[TESTO SELEZIONATO]
---------------

Il 6 ag. 1448, certo in gradimento degli invii fatti e delle dediche promesse, il marchese Leonello disponeva che fossero date, secondo l'uso, sette braccia di panno "litteratissimo Basinio parmensi, qui in utraque lingua, latina scilicet et greca, probe callet": il mandato è scritto dal ben noto funzionario estense e protettore di umanisti Lodovico Casella, e in un libro amministrativo B. è designato, a proposito di questo dono, quale "maistro de poitria" (G. Bertoni, in Archivum romanicum, I [1917], p. 70; Id., Guarino da Verona, Ginevra 1921, pp. 88 s.). "Maistro de poitria" è qualcosa di più che semplice grammatico e potrebbe far pensare a un insegnamento nello Studio; ma non è così, giacché i documenti ufficiali attestano, solo l'insegnamento della grammatica, e forse degli auctores, nella scuola primaria del Comune, per cui B. fu condotto per un anno il 25 sett. 1448.
Forse qualcosa dovette accadere, di cui non abbiamo notizia, perché nell'agosto 1449 B., con la lettera già citata a Giovanni Tortelli, sembrava cercare il favore di Niccolò V e, all'incirca nello stesso tempo, mandava al papa un'egloga scritta in suo onore (Var., XIX). Di fatto B. nel settembre-ottobre si trovava nel castello di Guardasone, tenuto da Nicolò Guerriero Terzi e assediato dalle genti sforzesche: egli stesso racconta di aver preso parte alle operazioni di guerra (elegia Cyr., VIII, a Girolamo da Castello). Non risulta che al cessare dell'assedio B. tornasse a Ferrara, mentre d'altra parte è certo che l'insegnamento da lui sin'allora tenuto a Ferrara fu conferito ad altri per il nuovo anno scolastico.
Tutto porta a credere che alla fine di quell'anno 1449 (e cioè prima della morte di Leonello d'Este avvenuta il 1º ott. 1450) B. si trasferisse a Rimini: probabilmente, almeno in un primo tempo, con un incarico di insegnamento nella scuola pubblica (non accertato da documenti, ma sufficientemente testimoniato), e certo anche attirato, per trattative intercorse o con la speranza di maggiori fortune, dalla munificenza di Sigismondo Pandolfo Malatesta. Proprio il 19 nov. 1449 moriva in Rimini Giusto dei Conti, il celebrato rimatore e consigliere stimatissimo di Sigismondo, per il quale B. scrisse un epitafio, e pochi mesi prima vi era morto l'umanista veronese Tobia dal Borgo, un altro scolaro di Guarino trasferitosi da Ferrara a Rimini come storiografo e poeta cortigiano.

---------------

[DATI FORNITI]
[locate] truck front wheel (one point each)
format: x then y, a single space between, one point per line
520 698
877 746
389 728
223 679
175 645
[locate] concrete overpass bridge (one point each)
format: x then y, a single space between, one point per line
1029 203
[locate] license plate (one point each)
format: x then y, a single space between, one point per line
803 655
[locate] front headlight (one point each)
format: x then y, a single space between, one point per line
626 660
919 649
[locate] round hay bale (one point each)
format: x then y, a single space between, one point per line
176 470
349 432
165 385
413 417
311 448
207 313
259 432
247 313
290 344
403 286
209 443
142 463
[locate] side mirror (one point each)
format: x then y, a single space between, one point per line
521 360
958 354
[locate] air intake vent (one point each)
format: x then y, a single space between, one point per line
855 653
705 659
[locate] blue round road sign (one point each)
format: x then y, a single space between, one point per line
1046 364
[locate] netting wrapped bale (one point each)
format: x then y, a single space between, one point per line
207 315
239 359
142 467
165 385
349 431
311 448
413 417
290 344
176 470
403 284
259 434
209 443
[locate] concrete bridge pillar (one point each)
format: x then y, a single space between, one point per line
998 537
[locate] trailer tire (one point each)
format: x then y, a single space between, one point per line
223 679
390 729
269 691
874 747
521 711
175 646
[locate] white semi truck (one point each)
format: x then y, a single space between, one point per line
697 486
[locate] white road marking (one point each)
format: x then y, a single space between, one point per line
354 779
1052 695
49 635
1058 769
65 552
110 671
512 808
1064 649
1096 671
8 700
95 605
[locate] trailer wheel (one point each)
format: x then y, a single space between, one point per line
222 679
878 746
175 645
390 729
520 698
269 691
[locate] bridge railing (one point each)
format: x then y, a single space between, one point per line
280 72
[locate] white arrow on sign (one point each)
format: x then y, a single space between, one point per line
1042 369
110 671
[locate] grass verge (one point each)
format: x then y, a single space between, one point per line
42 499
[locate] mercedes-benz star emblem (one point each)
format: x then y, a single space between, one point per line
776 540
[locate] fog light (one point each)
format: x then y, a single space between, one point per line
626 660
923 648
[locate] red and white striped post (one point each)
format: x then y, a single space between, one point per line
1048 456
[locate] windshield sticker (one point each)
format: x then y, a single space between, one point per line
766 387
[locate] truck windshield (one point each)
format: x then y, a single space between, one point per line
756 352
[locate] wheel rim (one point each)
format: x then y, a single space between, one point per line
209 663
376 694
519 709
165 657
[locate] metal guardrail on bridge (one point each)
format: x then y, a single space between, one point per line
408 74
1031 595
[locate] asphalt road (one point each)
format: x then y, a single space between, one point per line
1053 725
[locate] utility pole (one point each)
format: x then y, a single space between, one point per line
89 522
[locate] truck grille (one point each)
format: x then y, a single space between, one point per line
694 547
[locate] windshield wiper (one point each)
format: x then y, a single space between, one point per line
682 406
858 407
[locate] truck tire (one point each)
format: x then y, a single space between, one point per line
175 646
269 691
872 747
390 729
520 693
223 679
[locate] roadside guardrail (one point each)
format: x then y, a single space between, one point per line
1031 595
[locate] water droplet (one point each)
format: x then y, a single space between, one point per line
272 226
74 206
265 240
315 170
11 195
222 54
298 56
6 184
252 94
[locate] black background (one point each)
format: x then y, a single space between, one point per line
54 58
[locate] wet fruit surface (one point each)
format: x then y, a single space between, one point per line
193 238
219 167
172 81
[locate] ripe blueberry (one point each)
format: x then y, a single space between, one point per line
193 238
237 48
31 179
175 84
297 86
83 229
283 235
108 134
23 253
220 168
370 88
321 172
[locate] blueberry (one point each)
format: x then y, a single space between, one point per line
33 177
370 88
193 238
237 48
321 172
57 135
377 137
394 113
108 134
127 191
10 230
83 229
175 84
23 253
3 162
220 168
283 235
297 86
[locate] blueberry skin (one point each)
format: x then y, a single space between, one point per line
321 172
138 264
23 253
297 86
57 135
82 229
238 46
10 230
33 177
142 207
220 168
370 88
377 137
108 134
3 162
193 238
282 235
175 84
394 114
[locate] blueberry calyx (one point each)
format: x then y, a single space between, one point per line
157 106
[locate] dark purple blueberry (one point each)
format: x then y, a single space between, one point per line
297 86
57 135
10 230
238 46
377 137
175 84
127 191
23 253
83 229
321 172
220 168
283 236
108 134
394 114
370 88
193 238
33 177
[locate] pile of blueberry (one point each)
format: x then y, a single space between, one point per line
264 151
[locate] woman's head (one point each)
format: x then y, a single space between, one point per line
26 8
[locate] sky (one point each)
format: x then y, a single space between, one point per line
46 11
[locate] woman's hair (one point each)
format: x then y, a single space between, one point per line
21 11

---------------

[ESERCIZIO A]
Estrai dalle voci tutte le righe che contengono la stringa "bale", tenendo conto di maiuscole e minuscole.
[ESERCIZIO B]
Prosegui il testo su Basinio e il suo passaggio da Ferrara a Rimini, riprendendo dopo l'ultima frase riportata.
Il testo e le voci hanno origini distinte.

[RISPOSTA A]
[locate] round hay bale (one point each)
[locate] netting wrapped bale (one point each)

[RISPOSTA B]
B. non perdette tempo. Appartengono al primo periodo della dimora riminese (fine 1449-inizio 1452) alcune sue importanti composizioni, come le tre epistole metriche a Sigismondo: Ausoniae decus (Var., XVIII), in cui si offre a celebrare le glorie malatestiane dai remoti antenati a Pandolfo III padre di Sigismondo, a Sigismondo stesso; O decus Asculeum, "inqua reliquus ager Picenus ad Asculum loquitur", che celebra l'investitura di Sigismondo a capitano generale della Chiesa e la presa di Roccacontrada (1445; certo l'epistola fu composta parecchio tempo dopo i fatti); Liquerat Oceanum, "de bello suscipiendo pro salute et protectione Italiae", quello che sarà il secondo periodo della guerra in Toscana tra Firenze-Milano e Napoli-Venezia (1452-53); e il poemetto Diosymposis, elegante descrizione di un banchetto di Giove e degli dei ospiti di Oceano.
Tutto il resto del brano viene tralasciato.